**Selected passage:**
Re: [bidi] Bidi demo

From: Mark Davis (mark@macchiato.com)
Date: Wed Apr 29 2009 - 19:30:57 CDT

  • Next message: John Burger: "Entropic Evidence for Linguistic Structure in the Indus Script"

    I made some of those fixes, so let me know if there are further problems.

    The ASCII mapping I am using has the normal BIDI class values, with the
    following overrides.

        asciiHackMap.put(']', LRE);
        asciiHackMap.put('[', RLE);
        asciiHackMap.put('}', LRO);
        asciiHackMap.put('{', RLO);
        asciiHackMap.put('|', PDF);
        asciiHackMap.putAll(new UnicodeSet("[A-M]"), R);
        asciiHackMap.putAll(new UnicodeSet("[N-Z]"), AL);
        asciiHackMap.putAll(new UnicodeSet("[5-9]"), AN);
        asciiHackMap.put('>', L);
        asciiHackMap.put('<',R);
        asciiHackMap.put('"',NSM);
        asciiHackMap.put('_',BN);

    I have not tried reconciling those with Asmus's values, which appear to be:

    int TypesFromChar[] =
    {
    //0 1 2 3 4 5 6 7 8 9 a b c d e f
     ON, ON, ON, ON, L, R, ON, ON, ON, ON, ON, ON, ON, B, RLO,RLE, /*00-0f*/
     LRO,LRE,PDF,WS, ON, ON, ON, ON, ON, ON, ON, ON, ON, ON, ON, ON, /*10-1f*/

     WS, ON, ON, ON, ET, ON, ON, ON, ON, ON, ON, ET, CS, ON, ES, ES, /*20-2f*/
     EN, EN, EN, EN, EN, EN, AN, AN, AN, AN, CS, ON, ON, ON, ON, ON, /*30-3f*/
      R, AL, AL, AL, AL, AL, AL, R, R, R, R, R, R, R, R, R, /*40-4f*/
      R, R, R, R, R, R, R, R, R, R, R, ON, B, ON, ON, ON, /*50-5f*/
     NSM, L, L, L, L, L, L, L, L, L, L, L, L, L, L, L, /*60-6f*/
      L, L, L, L, L, L, L, L, L, L, L, ON, S, ON, ON, ON, /*70-7f*/
    };

    http://www.unicode.org/reports/tr9/BidiReferenceCpp/bidi.c.txt

    Mark

    On Tue, Apr 28, 2009 at 20:40, Mark Davis <mark@macchiato.com> wrote:

    >
    > On Tue, Apr 28, 2009 at 06:28, Matitiahu Allouche <matial@il.ibm.com>wrote:
    >
    >>
    >> Hello, Mark!
    >>
    >> This demo is useful, and quite nicely done. A few remarks.
    >
    >
    > Thanks, and thanks for the comments.
    >
    >
    >>
    >> 1) By default, base level 1 is assumed. A check box (LTR paragraph)
    >> allows forcing the base level to 0.
    >> The default behavior is not quite conformant to the UBA (rule P2). I
    >> suggest to replace the check box by 3 radio buttons for UBA default, forced
    >> LTR and forced RTL respectively.
    >
    >
    > I agree. I did pretty much throw it together, so I didn't expose all three
    > choices, but I can make it either a pull-down or radio buttons.

**Exercises:**
**a)** According to the bidi demo message, what does Matitiahu Allouche suggest using in place of the LTR paragraph check box?
**b)** In the records, write out word for word every line from the one containing "windshield in the photo above." through the final line of the records, inclusive. Leave the pictures out.

**Recorded information:**

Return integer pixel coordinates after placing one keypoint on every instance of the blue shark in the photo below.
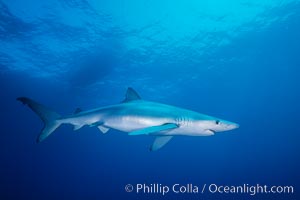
(135, 117)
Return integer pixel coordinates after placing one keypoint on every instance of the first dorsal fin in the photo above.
(131, 95)
(78, 110)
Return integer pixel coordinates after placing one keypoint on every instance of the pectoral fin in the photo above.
(103, 129)
(159, 142)
(153, 129)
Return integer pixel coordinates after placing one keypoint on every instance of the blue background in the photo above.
(236, 60)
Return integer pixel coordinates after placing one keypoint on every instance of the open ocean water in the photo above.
(238, 60)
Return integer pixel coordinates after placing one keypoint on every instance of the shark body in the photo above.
(136, 117)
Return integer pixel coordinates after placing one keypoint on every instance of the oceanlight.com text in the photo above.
(189, 188)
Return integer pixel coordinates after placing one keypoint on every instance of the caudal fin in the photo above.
(48, 116)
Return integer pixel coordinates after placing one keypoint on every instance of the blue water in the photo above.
(236, 60)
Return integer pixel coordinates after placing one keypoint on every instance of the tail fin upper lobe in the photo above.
(48, 116)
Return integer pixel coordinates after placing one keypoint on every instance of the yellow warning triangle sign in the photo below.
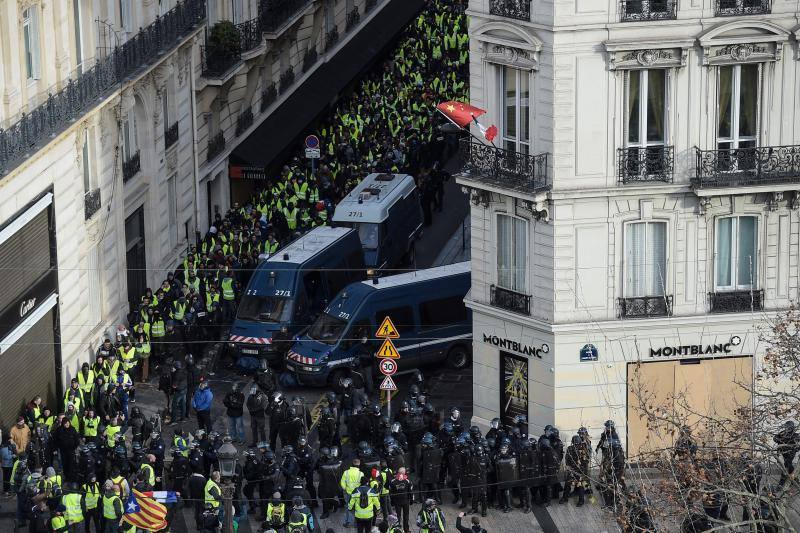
(387, 330)
(387, 350)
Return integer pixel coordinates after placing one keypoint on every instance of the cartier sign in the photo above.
(688, 350)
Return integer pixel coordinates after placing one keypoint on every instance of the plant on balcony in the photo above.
(225, 37)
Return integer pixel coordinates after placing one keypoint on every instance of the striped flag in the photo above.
(144, 513)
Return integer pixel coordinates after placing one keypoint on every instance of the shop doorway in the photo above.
(690, 388)
(135, 257)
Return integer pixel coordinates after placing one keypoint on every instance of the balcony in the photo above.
(217, 61)
(244, 121)
(131, 166)
(645, 307)
(644, 164)
(735, 8)
(331, 38)
(91, 203)
(736, 301)
(513, 9)
(505, 168)
(287, 79)
(277, 14)
(352, 19)
(170, 136)
(509, 300)
(268, 97)
(89, 88)
(641, 10)
(747, 167)
(309, 58)
(216, 145)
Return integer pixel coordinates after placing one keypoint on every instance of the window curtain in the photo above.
(725, 91)
(746, 262)
(520, 255)
(656, 98)
(504, 251)
(724, 252)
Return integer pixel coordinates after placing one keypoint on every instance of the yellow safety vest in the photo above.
(351, 479)
(90, 426)
(74, 513)
(86, 383)
(207, 497)
(227, 289)
(92, 494)
(109, 513)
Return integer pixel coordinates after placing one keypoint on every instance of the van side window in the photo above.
(402, 317)
(441, 313)
(353, 336)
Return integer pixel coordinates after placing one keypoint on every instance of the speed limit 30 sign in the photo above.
(387, 366)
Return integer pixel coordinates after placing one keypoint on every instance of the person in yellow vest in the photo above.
(365, 505)
(275, 515)
(90, 426)
(112, 507)
(351, 480)
(74, 501)
(91, 497)
(86, 380)
(58, 523)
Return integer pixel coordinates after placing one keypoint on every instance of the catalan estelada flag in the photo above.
(144, 513)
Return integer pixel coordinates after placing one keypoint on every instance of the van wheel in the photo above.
(335, 377)
(458, 357)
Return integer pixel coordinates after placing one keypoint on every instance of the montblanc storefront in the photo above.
(581, 375)
(29, 340)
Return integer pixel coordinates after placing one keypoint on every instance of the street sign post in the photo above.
(387, 356)
(387, 367)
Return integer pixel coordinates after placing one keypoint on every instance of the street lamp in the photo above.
(228, 457)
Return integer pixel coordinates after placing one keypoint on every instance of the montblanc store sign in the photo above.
(516, 346)
(690, 350)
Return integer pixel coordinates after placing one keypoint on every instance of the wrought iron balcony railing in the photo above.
(287, 79)
(331, 38)
(732, 8)
(645, 306)
(171, 136)
(87, 89)
(509, 300)
(216, 145)
(515, 9)
(736, 301)
(638, 10)
(244, 121)
(352, 19)
(309, 58)
(506, 167)
(218, 61)
(650, 163)
(276, 13)
(268, 97)
(91, 203)
(740, 167)
(131, 166)
(250, 34)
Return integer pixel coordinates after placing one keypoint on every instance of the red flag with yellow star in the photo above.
(459, 113)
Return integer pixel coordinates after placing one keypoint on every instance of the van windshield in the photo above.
(327, 329)
(264, 308)
(368, 235)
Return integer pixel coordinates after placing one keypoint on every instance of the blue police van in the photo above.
(386, 211)
(426, 306)
(292, 287)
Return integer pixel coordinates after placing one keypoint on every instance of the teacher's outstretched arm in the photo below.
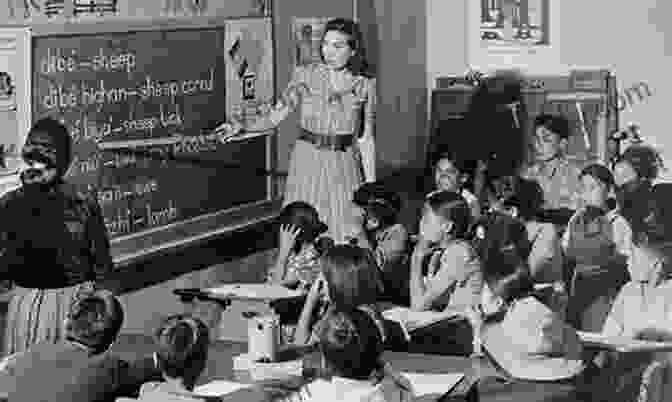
(367, 143)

**Correct answers:**
**a)** Three radio buttons: one for the UBA default, one for forced LTR and one for forced RTL.

**b)**
Return integer pixel coordinates after placing one keypoint on every instance of the van windshield in the photo above.
(327, 329)
(264, 308)
(368, 235)
Return integer pixel coordinates after placing one keypoint on every instance of the blue police van in the photo above.
(386, 211)
(426, 306)
(292, 287)
Return integer pixel coordinates after placing one keypoint on every instance of the teacher's outstretched arm in the photo below.
(367, 143)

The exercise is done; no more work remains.